### [EXCERPTED RECORDS]
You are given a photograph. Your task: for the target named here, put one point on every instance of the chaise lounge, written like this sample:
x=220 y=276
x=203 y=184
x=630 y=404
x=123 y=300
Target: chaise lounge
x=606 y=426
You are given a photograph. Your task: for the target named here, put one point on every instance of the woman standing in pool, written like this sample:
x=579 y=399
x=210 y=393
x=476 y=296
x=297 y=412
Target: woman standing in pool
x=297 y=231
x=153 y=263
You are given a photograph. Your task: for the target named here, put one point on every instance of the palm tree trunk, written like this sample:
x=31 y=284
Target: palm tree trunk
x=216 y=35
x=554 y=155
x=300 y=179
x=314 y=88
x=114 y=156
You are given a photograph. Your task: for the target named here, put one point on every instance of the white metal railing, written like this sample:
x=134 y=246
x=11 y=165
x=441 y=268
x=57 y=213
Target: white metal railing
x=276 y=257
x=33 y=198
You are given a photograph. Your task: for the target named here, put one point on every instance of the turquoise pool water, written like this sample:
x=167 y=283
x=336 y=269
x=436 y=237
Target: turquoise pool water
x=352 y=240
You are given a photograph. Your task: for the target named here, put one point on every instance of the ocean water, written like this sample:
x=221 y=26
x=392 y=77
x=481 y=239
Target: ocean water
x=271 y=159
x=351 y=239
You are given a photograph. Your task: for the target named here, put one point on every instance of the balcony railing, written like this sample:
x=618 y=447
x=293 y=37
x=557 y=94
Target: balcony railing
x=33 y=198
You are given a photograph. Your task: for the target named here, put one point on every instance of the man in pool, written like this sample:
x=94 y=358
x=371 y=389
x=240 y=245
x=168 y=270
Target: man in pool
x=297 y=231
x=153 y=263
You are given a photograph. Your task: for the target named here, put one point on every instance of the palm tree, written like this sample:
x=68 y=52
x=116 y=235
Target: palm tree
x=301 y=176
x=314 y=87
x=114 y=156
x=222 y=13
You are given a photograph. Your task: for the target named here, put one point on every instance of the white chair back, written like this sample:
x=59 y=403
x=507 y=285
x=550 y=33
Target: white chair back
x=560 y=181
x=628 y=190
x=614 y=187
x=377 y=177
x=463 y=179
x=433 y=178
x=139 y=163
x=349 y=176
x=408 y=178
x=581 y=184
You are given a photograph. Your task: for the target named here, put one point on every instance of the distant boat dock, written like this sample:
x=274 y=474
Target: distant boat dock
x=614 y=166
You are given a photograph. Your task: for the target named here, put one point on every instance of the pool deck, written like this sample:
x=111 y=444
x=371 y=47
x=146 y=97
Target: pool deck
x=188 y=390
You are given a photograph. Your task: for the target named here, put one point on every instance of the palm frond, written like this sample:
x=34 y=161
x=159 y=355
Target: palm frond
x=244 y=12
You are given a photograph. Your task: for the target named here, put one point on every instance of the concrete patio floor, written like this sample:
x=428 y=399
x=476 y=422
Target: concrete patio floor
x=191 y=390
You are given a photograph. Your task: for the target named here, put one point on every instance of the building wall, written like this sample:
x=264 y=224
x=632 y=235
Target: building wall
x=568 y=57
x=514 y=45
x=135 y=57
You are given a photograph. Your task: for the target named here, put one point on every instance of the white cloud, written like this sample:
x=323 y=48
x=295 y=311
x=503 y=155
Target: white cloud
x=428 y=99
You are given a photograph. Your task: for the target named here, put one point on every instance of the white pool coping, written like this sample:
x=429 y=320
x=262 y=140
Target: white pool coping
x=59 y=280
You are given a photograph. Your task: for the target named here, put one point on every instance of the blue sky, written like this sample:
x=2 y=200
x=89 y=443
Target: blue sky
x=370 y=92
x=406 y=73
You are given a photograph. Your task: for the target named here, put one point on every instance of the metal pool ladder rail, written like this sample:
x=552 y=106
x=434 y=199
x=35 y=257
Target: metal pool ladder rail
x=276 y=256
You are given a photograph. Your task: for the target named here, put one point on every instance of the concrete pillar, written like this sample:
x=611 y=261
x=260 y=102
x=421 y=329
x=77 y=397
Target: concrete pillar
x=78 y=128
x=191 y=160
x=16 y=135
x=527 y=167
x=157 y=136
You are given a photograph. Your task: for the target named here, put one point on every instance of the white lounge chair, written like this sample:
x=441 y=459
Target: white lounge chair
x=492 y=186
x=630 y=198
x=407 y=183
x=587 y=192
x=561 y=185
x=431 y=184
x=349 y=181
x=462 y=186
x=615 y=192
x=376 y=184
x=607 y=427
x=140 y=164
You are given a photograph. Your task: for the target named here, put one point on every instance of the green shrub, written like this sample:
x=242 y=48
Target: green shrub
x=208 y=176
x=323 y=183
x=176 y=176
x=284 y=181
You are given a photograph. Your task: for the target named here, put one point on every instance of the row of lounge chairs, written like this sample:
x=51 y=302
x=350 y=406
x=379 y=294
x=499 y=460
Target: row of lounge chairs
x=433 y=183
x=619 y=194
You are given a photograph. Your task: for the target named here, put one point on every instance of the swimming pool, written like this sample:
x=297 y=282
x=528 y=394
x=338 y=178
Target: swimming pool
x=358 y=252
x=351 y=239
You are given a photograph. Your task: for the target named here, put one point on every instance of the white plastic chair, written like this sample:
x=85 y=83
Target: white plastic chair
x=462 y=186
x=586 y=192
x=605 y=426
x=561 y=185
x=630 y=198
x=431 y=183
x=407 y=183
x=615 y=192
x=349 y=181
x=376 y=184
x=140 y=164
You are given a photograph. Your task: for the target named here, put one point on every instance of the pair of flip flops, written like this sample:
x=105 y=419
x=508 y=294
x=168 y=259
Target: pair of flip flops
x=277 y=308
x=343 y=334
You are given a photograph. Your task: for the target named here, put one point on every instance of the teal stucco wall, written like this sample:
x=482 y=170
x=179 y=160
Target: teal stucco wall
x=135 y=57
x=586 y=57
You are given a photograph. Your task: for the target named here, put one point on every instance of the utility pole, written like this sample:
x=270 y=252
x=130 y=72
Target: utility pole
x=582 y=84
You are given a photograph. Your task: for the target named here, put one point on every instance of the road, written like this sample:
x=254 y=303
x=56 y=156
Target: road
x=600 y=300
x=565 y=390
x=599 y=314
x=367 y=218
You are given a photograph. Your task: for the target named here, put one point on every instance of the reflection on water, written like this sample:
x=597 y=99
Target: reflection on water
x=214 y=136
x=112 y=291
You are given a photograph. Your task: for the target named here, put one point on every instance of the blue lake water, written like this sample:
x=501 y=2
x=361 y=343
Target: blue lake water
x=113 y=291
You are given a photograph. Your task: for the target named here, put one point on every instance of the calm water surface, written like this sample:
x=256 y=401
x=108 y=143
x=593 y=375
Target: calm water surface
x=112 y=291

### [THE PROBLEM]
Copy the part of the records that opens with the line containing "instance of the man" and closes with the line containing "x=614 y=166", with both of those lines included and nothing changed.

### [EXERCISE OUTPUT]
You are given a photograph. Your task: for the target named here, put one point on every instance of the man in pool, written like this sample:
x=94 y=358
x=371 y=389
x=240 y=245
x=168 y=270
Target: man in pool
x=297 y=231
x=153 y=263
You are given a photograph. Your task: for the target named here, put one point on every instance of the palm tree, written like this sample:
x=68 y=52
x=116 y=235
Target: palm tree
x=301 y=176
x=314 y=87
x=114 y=156
x=222 y=13
You are given a photograph. Your task: for the target named here, put one point on every instance of the white chair back, written like this sample:
x=59 y=403
x=507 y=285
x=550 y=33
Target: white chair back
x=560 y=181
x=628 y=190
x=614 y=187
x=377 y=177
x=463 y=179
x=433 y=178
x=139 y=163
x=349 y=176
x=408 y=178
x=581 y=184
You are given a photograph. Your task: for the target named here, put one point on every instance of the distant boat dock, written like this sample:
x=274 y=474
Target: distant boat dock
x=614 y=166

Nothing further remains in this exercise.